#### GIVEN RECORDS ####
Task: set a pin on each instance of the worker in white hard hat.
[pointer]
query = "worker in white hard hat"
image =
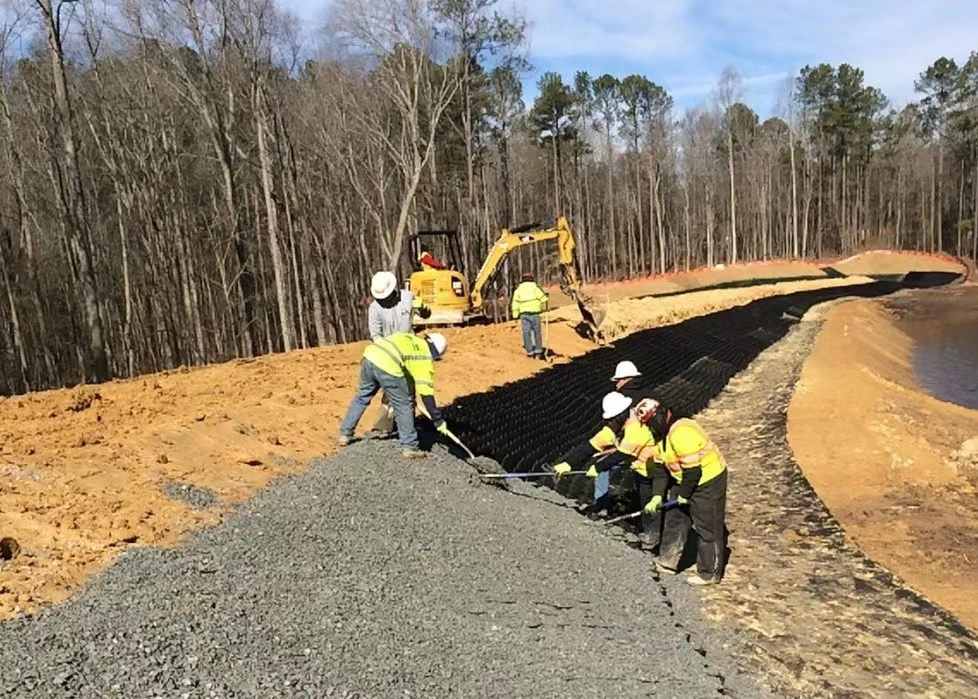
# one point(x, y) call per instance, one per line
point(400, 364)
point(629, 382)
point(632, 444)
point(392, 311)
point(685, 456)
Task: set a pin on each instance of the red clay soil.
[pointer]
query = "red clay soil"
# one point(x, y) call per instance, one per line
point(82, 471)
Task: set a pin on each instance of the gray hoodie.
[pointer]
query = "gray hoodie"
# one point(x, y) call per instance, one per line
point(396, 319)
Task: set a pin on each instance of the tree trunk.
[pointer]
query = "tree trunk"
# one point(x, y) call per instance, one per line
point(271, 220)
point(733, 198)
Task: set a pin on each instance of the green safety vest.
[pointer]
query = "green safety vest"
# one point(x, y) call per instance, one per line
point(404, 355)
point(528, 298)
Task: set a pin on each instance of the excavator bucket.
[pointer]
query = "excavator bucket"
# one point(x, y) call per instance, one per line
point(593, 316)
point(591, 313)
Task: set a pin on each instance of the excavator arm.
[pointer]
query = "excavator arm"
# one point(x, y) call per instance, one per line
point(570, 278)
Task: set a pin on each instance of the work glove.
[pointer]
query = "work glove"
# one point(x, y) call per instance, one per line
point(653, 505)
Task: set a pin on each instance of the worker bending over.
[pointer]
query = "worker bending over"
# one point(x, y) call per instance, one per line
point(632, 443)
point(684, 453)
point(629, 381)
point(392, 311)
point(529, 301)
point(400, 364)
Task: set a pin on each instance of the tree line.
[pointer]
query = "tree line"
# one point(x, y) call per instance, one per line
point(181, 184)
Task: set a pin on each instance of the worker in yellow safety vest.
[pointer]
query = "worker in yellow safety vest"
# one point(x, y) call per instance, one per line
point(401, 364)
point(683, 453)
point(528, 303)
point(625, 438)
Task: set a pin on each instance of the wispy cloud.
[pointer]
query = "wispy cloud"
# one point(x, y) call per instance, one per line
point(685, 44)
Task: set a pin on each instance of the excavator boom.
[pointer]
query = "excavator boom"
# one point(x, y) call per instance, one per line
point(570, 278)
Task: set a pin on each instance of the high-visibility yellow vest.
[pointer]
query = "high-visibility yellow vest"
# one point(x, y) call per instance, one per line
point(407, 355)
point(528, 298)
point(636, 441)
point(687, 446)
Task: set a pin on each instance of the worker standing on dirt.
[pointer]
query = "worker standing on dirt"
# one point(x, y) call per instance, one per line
####
The pictures in the entries above should be left out; all else must be copied exactly.

Task: set a pin on each instance of the worker in white hard hat.
[pointer]
query = "worker in white hard hat"
image =
# one point(x, y) call per instance, one per line
point(400, 364)
point(629, 382)
point(632, 444)
point(392, 311)
point(685, 456)
Task: set a pin on each instance of the red clay soil.
[pointer]
query = "red clay soil"
# one point(x, y) call per instance, one per line
point(82, 471)
Task: set a pin on each instance of the gray hoodie.
[pointer]
query = "gray hoodie"
# one point(x, y) call per instance, one per line
point(396, 319)
Task: set a pin on each instance of the tree trunk.
[pointer]
query = "tree trunk"
# one point(x, y) call per instance, one per line
point(271, 220)
point(733, 198)
Task: set a pin on each instance of the green safety vest.
[pointer]
query = "green safety vest"
# one point(x, y) call per instance, one per line
point(404, 355)
point(528, 298)
Task: set a pin on each instance of the excavator bucket.
[pointer]
query = "excavator bucket"
# one point(x, y) call per instance, one per line
point(593, 316)
point(591, 313)
Task: set a pin on each instance of the excavator arm.
[pointer]
query = "excavator arm"
# one point(x, y) call per instance, one per line
point(570, 278)
Task: set a pin on each instance of the work glove.
[pointer]
query = "work glove"
# one point(x, y) call per instance, one per line
point(653, 505)
Task: set a pin on each instance of the worker bending over.
[pointer]
query = "worker bending over"
# one point(x, y) call per instance, one per line
point(632, 443)
point(684, 453)
point(629, 381)
point(392, 311)
point(529, 301)
point(400, 364)
Task: set a pin on each instance of the tree line.
[pointer]
query = "tree line"
# one point(x, y) call per instance, one per line
point(181, 184)
Task: set a pin on each instance of the worker in yellow safety vest.
[pointer]
query = "worker in yellow safety vest"
# one point(x, y) call per instance, one per line
point(401, 364)
point(683, 453)
point(528, 303)
point(625, 438)
Task: set a pin on each instance of the wispy cloud.
[pointer]
query = "wispy cloud"
# one point(x, y) call per instance, one per line
point(685, 44)
Task: set a pin on each instance of the excavator boom.
[pointer]
query = "excavator boom"
# one point(x, y) call per instance, one per line
point(570, 278)
Task: set a pin on each instance of the high-visibility yellow vest.
[pointer]
query = "high-visibility yellow vest"
# one point(x, y) call per instance, one per line
point(407, 355)
point(528, 298)
point(636, 441)
point(687, 446)
Task: set a pin on each instance of the worker standing on dirt.
[pointer]
query = "worker standing on dirt"
# one point(x, y) call per instance, one per line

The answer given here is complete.